[Records for processing — start]

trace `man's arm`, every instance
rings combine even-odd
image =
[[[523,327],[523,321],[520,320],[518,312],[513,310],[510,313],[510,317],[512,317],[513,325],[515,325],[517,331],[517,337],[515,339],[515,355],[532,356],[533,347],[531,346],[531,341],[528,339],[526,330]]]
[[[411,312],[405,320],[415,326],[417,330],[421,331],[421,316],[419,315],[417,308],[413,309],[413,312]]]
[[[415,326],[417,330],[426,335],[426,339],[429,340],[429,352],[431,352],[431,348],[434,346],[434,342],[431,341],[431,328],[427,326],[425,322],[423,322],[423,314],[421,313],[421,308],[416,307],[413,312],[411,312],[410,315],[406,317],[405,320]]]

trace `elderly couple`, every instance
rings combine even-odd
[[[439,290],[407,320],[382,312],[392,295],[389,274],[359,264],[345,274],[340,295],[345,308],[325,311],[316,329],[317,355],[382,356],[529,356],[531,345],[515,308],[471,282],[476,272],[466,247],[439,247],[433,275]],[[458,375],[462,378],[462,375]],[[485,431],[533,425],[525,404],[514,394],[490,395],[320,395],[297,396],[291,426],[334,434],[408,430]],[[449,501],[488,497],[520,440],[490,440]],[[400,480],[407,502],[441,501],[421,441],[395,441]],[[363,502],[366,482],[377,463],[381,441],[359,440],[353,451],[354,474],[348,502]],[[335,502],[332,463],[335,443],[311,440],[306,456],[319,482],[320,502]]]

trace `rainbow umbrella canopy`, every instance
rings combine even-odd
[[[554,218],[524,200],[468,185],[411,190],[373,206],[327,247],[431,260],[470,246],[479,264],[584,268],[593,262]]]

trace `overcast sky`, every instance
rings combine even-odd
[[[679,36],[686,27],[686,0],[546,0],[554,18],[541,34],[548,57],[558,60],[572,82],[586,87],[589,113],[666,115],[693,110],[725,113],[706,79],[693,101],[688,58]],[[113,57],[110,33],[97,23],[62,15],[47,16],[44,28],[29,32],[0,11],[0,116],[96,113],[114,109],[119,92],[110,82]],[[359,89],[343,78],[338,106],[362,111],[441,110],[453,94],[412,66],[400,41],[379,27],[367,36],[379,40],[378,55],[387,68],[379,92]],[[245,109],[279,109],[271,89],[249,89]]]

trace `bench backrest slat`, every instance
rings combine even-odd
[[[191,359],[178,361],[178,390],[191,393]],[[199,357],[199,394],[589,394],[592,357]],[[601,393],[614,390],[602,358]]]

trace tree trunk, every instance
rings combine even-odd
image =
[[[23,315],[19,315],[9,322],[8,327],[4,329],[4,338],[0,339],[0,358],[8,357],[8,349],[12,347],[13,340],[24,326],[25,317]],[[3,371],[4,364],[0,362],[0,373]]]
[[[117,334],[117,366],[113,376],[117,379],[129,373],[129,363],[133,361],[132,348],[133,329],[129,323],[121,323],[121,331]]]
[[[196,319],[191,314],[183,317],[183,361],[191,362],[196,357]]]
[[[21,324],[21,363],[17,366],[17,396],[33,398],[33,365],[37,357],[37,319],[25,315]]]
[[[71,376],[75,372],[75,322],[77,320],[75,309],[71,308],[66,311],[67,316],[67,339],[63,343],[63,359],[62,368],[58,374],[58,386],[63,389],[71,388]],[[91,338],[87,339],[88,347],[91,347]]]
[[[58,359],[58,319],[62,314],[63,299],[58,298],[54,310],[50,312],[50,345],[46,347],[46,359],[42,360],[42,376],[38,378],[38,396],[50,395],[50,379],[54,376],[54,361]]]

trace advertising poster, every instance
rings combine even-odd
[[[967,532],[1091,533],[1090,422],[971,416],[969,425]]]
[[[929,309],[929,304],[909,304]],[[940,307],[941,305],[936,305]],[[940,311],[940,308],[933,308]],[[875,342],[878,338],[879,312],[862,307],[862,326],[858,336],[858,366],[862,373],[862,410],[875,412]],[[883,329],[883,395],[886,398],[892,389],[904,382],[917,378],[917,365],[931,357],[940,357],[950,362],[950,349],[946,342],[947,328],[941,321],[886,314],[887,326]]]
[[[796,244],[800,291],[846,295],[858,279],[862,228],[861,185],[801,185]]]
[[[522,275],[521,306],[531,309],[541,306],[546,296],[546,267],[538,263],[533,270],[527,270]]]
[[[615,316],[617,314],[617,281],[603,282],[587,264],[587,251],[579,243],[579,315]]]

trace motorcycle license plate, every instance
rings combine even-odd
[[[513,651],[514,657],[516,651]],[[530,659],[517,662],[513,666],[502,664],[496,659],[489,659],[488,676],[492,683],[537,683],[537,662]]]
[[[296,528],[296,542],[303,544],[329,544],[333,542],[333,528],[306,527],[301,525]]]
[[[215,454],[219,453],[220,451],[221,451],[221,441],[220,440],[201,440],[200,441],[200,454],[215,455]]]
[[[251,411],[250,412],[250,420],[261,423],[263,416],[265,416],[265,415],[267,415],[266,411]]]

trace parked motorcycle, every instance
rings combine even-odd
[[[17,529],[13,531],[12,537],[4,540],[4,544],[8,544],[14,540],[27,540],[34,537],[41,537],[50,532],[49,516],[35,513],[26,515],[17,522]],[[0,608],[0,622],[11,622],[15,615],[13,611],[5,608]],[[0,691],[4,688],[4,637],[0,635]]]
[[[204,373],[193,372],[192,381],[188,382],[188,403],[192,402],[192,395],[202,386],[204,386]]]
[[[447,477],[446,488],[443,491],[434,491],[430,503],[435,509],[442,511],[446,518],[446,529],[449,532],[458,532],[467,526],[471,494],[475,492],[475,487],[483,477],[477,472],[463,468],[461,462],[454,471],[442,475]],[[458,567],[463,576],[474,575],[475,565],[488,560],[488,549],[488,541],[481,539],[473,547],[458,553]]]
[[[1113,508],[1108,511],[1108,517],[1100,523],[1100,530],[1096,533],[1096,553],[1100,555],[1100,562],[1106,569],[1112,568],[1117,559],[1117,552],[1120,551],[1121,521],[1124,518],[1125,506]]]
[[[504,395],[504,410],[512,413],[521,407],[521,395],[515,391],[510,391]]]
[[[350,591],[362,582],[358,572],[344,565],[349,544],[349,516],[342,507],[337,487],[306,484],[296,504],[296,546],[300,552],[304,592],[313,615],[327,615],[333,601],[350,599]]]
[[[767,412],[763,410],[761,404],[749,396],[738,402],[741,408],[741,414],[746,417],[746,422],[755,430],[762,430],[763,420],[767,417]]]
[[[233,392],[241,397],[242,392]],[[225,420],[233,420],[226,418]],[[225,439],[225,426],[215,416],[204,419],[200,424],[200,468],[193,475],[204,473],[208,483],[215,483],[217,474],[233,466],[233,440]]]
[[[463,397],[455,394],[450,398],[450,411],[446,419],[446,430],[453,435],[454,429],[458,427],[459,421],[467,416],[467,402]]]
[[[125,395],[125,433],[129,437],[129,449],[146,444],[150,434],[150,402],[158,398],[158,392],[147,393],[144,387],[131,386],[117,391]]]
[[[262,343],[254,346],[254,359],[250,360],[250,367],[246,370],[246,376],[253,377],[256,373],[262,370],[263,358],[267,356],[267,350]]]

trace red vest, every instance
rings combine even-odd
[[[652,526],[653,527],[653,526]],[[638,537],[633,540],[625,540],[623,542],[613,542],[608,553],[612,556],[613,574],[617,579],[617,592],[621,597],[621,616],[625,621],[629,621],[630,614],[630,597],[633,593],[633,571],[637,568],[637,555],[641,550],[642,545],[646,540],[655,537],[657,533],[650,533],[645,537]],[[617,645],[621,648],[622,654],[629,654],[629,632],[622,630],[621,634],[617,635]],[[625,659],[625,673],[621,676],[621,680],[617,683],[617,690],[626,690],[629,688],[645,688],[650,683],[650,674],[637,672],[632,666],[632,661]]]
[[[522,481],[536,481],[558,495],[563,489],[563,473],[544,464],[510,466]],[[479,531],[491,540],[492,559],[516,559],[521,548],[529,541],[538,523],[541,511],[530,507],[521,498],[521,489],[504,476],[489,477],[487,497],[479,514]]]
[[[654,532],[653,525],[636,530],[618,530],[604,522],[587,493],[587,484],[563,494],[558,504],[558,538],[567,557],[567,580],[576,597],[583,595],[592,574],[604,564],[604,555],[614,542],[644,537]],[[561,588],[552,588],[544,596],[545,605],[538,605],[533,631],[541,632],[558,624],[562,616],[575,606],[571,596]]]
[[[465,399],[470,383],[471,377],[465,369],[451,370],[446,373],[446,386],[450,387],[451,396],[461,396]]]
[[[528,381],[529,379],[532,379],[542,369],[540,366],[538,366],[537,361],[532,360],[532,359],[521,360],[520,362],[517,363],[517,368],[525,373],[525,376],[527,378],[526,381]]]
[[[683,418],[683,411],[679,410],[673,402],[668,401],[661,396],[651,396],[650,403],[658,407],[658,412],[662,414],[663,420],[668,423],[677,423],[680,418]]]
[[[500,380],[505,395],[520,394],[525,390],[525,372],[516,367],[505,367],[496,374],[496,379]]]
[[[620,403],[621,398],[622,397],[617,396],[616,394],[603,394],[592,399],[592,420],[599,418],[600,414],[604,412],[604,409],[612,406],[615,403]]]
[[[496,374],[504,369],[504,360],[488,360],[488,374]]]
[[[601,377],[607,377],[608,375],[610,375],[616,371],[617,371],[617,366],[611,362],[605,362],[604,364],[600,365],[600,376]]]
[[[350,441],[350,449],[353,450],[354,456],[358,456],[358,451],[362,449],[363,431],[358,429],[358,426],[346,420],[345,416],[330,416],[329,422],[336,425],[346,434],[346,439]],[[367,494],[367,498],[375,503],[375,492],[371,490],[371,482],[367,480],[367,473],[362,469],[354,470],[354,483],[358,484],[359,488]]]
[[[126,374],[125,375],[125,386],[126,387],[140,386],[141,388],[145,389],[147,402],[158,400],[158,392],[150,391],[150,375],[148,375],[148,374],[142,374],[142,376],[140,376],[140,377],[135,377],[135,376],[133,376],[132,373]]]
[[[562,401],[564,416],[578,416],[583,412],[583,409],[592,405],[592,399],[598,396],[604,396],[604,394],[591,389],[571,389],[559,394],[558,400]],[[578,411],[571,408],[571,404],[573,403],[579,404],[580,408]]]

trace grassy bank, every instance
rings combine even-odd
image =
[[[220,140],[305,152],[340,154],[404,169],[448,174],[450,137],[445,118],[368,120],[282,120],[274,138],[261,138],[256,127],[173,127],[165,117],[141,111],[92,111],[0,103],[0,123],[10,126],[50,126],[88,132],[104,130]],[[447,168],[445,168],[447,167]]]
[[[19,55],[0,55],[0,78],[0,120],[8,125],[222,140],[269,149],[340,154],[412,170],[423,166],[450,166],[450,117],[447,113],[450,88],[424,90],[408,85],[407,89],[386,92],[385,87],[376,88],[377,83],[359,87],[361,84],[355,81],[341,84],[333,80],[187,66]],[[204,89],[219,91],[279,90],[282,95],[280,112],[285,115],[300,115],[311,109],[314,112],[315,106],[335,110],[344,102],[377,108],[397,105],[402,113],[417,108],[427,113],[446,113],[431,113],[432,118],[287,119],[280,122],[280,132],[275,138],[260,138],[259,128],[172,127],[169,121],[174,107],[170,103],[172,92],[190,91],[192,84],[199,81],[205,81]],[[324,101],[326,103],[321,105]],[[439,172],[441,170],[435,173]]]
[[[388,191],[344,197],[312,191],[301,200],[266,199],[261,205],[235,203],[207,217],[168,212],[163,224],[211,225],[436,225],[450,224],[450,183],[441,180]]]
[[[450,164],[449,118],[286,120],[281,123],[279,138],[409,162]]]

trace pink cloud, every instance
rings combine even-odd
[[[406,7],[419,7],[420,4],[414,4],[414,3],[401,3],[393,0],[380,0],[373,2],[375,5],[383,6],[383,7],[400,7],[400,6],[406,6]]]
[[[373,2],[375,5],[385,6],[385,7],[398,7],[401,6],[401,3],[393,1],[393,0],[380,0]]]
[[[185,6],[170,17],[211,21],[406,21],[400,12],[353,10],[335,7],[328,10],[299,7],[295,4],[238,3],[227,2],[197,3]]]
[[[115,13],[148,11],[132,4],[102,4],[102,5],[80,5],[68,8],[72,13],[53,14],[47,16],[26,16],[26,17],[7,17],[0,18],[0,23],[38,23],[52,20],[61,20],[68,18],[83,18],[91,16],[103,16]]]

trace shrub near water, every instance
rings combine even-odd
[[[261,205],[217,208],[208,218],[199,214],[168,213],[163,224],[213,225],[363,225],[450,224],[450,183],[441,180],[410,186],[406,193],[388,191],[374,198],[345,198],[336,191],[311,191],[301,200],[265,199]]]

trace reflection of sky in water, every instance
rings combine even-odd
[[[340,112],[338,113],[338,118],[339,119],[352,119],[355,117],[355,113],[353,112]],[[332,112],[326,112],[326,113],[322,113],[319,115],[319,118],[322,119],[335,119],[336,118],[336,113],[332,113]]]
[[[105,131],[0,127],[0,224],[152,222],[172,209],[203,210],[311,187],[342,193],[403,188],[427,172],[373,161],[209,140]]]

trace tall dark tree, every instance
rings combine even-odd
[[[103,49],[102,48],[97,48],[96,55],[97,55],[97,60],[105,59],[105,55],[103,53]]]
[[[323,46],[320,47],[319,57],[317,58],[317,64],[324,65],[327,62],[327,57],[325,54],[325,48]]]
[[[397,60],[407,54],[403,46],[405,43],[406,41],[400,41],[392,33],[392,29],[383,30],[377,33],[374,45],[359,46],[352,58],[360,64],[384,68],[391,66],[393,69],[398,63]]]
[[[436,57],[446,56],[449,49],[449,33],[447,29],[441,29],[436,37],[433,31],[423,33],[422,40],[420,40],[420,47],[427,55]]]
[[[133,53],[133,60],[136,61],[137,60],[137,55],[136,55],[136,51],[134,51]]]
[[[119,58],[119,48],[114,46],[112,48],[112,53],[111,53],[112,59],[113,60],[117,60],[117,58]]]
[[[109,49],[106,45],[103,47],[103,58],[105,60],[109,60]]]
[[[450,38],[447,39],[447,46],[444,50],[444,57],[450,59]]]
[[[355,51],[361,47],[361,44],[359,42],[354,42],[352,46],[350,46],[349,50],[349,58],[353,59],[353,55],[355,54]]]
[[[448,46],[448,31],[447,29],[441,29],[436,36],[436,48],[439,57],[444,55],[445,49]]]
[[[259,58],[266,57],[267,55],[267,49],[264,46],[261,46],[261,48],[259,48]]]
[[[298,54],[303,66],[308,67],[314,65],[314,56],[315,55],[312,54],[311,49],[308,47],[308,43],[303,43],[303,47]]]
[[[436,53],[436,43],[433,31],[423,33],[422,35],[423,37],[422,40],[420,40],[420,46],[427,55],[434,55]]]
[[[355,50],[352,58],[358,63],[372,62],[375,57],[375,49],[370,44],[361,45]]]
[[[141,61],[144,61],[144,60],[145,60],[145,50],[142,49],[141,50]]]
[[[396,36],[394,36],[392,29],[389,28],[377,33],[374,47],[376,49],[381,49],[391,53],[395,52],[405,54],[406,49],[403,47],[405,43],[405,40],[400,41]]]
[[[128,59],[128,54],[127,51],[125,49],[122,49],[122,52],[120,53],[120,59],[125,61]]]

[Records for processing — finish]

> **Task item**: Each line in the records above with "motorcycle" must be returned.

> **Result of the exercise**:
trace motorcycle license plate, every instance
trace parked motorcycle, every instance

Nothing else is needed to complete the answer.